Source text:
* BEGIN *
Slow Array Element Assignment to Variable

This is a contrived test case but, hopefully, it can suffice to convey the point and ask the question. Inside of an njit function, I noticed that it is very costly to assign a locally computed value to an array element. Here are two example functions:

from numba import njit
import numpy as np

@njit
def slow_func(x, y):
    result = y.sum()
    
    for i in range(x.shape[0]):
        if x[i] > result:
            x[i] = result
        else:
            x[i] = result

@njit
def fast_func(x, y):
    result = y.sum()
    
    for i in range(x.shape[0]):
        if x[i] > result:
            z = result
        else:
            z = result

if __name__ == "__main__":
    x = np.random.rand(100_000_000)
    y = np.random.rand(100_000_000)

    %timeit slow_func(x, y)  # 177 ms ± 1.49 ms per loop (mean ± std. dev. of 7 runs, 10 loops each)
    %timeit fast_func(x, y)  # 407 ns ± 12.8 ns per loop (mean ± std. dev. of 7 runs, 1000000 loops each)

I understand that the two functions aren’t quite doing the same thing but let’s not worry about that for now. Notice that both functions are assigning result to either x[i] or to z and the number of assignments are the same in both cases. However, the assignment of result to z is substantially faster. Is there a way to make the slow_func as fast as the fast_func?

hi!

I think what you’re seeing is the compiler being too clever. Since you don’t return z, it realized it can completely eliminate the operation. Add return z and you’ll see the time get much closer.
For sure they won’t be the same because x is heap allocated, and I’m guessing (not an expert here) z is stack allocated.

does it make sense?

Luk

1 Like

Yes, it does indeed. Is there any way or other tricks to make the array assignment any faster? This seems to be 2x slower than a Cython implementation.

in my limited experience, these comparisons are hard to build because different compilers could be applying different optimizations. I guess a very clever one could figure out that the if is unnecessary.

could you share the cython version?
* END *
Exercises to complete:
A. Rewrite the part of the thread on slow array assignment starting at "For sure they" and ending at "the cython version?", changing "heap allocated" to "dynamically allocated".
B. In the thread on slow array assignment, what line does the first reply suggest adding to fast_func?

Recorded information:
* BEGIN *
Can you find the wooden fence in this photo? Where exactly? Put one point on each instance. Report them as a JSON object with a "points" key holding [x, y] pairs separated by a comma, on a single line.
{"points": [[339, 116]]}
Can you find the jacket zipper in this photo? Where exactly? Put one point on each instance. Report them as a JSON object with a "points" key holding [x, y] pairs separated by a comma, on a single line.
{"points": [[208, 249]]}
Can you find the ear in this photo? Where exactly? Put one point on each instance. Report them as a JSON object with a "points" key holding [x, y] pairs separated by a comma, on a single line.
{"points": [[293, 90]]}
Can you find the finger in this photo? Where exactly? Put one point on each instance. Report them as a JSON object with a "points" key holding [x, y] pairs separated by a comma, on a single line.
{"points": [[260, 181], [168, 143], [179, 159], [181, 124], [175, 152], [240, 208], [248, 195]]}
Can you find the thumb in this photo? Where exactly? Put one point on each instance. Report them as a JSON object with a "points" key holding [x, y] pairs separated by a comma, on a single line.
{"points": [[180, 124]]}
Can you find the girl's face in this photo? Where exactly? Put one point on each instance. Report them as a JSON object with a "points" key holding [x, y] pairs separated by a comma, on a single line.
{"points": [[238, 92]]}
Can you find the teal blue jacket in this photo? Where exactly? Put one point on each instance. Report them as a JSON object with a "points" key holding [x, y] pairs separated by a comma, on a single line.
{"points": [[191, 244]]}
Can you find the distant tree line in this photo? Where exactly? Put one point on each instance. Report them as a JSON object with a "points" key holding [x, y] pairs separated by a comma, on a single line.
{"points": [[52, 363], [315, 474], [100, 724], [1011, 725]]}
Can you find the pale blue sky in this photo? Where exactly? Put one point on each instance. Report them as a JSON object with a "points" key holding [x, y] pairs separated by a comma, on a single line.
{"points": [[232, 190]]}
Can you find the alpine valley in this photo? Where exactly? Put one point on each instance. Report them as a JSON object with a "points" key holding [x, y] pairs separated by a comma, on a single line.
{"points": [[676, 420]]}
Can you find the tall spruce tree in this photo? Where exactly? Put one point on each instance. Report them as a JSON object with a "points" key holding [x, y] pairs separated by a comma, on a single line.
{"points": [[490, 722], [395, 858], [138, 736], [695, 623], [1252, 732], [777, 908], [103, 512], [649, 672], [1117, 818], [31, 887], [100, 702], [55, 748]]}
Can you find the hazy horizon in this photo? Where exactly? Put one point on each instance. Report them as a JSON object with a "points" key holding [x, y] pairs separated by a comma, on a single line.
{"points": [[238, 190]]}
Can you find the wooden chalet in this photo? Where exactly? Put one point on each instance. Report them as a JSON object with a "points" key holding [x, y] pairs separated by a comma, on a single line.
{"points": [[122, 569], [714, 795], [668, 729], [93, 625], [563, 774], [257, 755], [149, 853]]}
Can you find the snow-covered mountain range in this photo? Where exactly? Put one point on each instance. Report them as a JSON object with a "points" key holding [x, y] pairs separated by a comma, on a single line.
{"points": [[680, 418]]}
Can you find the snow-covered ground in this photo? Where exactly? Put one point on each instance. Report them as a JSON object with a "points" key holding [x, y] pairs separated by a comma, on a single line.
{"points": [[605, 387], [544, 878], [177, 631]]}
* END *
Solutions to the tasks:
A.
For sure they won’t be the same because x is dynamically allocated, and I’m guessing (not an expert here) z is stack allocated.

does it make sense?

Luk

1 Like

Yes, it does indeed. Is there any way or other tricks to make the array assignment any faster? This seems to be 2x slower than a Cython implementation.

in my limited experience, these comparisons are hard to build because different compilers could be applying different optimizations. I guess a very clever one could figure out that the if is unnecessary.

could you share the cython version?

B. return z